**WRITTEN INSTRUCTION**
Please count how many of the lines below contain the string "stone", with case counting, and reply with only that number.

**DATA SHOWN**

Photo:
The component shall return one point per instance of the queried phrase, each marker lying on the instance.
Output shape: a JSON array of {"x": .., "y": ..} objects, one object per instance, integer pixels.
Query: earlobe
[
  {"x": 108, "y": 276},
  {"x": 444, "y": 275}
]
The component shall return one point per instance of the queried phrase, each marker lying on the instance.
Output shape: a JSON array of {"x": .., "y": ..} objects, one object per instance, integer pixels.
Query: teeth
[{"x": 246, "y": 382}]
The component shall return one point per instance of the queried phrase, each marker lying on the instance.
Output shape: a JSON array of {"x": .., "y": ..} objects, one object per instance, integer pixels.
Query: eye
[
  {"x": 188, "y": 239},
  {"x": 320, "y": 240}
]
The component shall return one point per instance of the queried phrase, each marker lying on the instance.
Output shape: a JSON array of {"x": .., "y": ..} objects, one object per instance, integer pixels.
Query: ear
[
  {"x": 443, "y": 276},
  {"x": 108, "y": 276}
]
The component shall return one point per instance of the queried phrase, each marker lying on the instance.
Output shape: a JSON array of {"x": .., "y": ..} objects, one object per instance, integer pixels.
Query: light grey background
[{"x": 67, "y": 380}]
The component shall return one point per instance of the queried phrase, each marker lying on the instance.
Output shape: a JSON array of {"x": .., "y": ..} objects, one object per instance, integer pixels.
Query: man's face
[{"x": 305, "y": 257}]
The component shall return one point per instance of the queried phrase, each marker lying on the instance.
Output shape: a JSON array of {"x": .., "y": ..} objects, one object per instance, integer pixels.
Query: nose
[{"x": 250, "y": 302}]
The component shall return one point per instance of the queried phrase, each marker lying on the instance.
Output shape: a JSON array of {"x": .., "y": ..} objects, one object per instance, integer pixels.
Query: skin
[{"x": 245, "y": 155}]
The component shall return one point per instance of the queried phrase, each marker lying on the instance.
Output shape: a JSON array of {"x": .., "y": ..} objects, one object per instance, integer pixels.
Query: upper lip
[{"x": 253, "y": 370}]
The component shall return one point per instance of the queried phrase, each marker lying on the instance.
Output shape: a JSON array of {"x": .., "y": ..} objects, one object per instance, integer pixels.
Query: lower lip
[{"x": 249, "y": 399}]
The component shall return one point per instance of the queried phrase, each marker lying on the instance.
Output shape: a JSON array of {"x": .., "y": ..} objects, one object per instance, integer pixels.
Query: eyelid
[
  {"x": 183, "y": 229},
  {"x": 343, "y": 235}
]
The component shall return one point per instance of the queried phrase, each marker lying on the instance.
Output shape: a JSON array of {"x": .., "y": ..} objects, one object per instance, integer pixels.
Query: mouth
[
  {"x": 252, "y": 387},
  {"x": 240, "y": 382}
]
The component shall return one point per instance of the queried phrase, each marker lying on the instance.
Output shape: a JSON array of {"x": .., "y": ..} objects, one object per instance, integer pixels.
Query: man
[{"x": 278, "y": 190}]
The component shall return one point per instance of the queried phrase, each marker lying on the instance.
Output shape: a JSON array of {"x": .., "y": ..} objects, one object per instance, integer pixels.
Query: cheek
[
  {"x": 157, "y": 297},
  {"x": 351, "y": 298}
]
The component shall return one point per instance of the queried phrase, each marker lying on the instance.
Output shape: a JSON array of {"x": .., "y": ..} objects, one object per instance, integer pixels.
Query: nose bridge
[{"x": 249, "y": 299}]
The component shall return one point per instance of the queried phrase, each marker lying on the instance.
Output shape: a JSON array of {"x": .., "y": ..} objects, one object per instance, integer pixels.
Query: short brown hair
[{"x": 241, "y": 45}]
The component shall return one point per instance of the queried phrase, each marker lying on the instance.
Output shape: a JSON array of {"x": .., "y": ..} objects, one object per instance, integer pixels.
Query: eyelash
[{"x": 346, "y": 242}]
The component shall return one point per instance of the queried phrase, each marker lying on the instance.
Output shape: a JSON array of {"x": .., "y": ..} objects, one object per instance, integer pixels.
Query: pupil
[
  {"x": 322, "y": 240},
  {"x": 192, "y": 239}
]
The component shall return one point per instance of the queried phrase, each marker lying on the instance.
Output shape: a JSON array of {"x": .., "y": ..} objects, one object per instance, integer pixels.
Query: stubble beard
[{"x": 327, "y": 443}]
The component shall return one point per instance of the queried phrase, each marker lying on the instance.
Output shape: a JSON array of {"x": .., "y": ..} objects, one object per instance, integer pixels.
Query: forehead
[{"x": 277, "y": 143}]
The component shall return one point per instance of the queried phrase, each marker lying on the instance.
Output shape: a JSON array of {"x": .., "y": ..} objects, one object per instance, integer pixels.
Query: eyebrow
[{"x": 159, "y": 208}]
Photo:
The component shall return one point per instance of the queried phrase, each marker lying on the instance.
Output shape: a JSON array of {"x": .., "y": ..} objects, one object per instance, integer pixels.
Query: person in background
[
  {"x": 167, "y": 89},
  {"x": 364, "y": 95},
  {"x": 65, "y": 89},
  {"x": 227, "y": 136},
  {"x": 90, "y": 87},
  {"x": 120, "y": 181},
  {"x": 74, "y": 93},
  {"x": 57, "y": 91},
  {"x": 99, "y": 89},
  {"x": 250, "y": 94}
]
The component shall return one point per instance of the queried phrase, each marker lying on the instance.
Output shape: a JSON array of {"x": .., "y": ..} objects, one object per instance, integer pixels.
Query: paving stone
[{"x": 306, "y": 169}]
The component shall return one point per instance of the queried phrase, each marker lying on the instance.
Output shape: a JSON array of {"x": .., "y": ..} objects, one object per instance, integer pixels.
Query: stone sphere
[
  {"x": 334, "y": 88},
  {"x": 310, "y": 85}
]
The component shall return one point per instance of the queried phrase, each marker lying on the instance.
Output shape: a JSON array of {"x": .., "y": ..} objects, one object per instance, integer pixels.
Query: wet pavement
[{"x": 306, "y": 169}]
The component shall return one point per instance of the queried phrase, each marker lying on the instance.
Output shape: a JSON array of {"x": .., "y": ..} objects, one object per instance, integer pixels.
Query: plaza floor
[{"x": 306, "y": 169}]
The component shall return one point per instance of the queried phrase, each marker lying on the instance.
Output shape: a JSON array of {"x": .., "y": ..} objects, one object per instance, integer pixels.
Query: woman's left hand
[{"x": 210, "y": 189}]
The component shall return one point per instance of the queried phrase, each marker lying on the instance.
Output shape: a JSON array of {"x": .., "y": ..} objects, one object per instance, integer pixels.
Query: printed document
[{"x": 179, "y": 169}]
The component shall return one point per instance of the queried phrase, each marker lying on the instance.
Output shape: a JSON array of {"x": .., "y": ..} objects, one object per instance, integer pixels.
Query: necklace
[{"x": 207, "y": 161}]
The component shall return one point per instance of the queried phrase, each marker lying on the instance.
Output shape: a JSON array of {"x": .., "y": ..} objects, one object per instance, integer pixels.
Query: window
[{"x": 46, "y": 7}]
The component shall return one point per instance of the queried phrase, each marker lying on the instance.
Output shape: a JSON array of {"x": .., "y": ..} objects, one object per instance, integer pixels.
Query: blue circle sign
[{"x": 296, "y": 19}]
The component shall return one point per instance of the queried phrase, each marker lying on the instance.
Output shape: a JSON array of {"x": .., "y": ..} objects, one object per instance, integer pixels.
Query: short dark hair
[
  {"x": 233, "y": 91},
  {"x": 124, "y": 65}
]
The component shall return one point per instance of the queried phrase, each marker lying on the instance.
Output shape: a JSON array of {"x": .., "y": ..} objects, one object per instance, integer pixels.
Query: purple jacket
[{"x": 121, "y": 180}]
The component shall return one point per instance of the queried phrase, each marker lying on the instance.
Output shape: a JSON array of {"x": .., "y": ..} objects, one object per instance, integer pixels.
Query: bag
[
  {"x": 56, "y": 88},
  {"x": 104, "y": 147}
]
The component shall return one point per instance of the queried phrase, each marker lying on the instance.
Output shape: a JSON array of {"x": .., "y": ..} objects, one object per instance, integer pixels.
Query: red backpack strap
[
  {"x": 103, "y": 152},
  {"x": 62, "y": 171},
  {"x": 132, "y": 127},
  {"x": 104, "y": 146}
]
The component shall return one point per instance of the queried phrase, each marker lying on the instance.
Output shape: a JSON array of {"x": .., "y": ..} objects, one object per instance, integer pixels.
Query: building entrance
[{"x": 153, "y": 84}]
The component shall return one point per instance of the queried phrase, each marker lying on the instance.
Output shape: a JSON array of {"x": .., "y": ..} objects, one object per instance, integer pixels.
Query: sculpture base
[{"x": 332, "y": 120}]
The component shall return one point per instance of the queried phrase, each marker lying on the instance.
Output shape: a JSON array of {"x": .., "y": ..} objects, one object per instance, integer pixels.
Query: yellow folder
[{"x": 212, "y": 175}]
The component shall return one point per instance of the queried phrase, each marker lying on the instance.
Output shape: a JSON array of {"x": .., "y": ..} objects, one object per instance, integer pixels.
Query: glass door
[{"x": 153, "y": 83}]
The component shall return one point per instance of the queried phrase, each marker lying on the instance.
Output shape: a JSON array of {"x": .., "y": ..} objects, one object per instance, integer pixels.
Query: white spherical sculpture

**CORRECT RESPONSE**
2